→ Assignment
Each record must appear in your answer exactly as it does below.

→ Data for this task
========
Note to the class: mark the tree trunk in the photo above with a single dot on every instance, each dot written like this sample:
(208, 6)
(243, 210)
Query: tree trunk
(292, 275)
========
→ Task solution
Note to the class: mark the tree trunk in the photo above with a single dot on every instance, each dot written like this sample:
(208, 6)
(243, 210)
Query: tree trunk
(292, 275)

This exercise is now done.